Natural language region descriptions:
*** Block opens ***
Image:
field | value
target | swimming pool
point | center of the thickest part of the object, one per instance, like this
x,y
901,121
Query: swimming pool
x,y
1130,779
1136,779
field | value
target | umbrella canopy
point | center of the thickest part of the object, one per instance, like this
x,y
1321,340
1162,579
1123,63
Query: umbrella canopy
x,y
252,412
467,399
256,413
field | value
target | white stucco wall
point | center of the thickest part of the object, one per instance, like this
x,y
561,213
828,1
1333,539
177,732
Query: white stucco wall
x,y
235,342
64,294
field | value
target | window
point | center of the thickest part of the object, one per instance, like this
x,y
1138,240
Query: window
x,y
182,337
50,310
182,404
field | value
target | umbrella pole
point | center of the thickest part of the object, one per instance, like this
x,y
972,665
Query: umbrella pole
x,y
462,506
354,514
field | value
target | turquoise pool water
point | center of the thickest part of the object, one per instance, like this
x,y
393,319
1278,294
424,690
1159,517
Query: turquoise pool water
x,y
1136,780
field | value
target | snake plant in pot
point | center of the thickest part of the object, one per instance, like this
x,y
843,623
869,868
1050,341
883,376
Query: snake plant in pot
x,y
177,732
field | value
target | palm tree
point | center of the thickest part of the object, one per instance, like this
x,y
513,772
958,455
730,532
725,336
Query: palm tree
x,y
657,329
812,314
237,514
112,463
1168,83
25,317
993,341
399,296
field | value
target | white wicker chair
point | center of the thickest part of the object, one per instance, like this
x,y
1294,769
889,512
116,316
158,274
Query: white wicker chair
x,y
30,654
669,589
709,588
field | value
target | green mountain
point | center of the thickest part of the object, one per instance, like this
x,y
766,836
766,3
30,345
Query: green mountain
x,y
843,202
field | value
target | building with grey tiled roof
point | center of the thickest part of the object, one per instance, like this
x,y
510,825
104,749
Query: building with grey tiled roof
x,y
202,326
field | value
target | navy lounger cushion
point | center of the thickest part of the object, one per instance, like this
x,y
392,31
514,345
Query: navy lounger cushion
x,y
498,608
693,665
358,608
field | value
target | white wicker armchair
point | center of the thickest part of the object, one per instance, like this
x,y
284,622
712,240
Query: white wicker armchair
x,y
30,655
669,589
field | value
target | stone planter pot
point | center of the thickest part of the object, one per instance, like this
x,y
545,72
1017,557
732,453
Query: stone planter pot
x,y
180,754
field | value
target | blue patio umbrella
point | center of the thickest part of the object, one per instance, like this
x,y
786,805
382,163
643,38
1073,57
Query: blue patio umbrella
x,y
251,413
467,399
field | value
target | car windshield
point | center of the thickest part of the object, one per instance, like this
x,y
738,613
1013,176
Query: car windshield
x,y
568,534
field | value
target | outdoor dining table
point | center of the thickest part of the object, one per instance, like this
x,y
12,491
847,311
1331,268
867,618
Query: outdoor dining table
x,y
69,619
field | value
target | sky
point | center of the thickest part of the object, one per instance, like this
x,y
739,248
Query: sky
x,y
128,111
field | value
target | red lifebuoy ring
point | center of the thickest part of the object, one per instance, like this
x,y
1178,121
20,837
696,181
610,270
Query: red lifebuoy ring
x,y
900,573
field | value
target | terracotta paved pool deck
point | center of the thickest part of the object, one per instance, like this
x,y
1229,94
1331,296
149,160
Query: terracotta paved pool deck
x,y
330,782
*** Block closes ***
→ **What you will do**:
In the records above, the line with "Query: swimming pool" marks the start and the line with "target | turquoise pool water" marks the end; copy that stretch exactly, both lines included, and nothing else.

→ **Solution to this task**:
Query: swimming pool
x,y
1130,779
1136,779
field | value
target | umbrella canopy
point | center of the thickest part of the object, one per instance, like this
x,y
1321,340
1162,579
1123,63
Query: umbrella canopy
x,y
252,412
467,399
256,413
field | value
target | white stucco wall
point | center of the thickest part of the object, one per instance, like this
x,y
561,213
828,1
1333,539
177,732
Query: white stucco wall
x,y
235,342
64,294
field | value
target | window
point | center of the thickest part of the object, one per instance, like this
x,y
1138,240
Query: window
x,y
182,337
50,310
182,404
field | value
target | umbrella pole
point | center of the thickest part of the object, one per instance, like this
x,y
972,665
Query: umbrella pole
x,y
462,506
354,514
field | value
target | turquoise pool water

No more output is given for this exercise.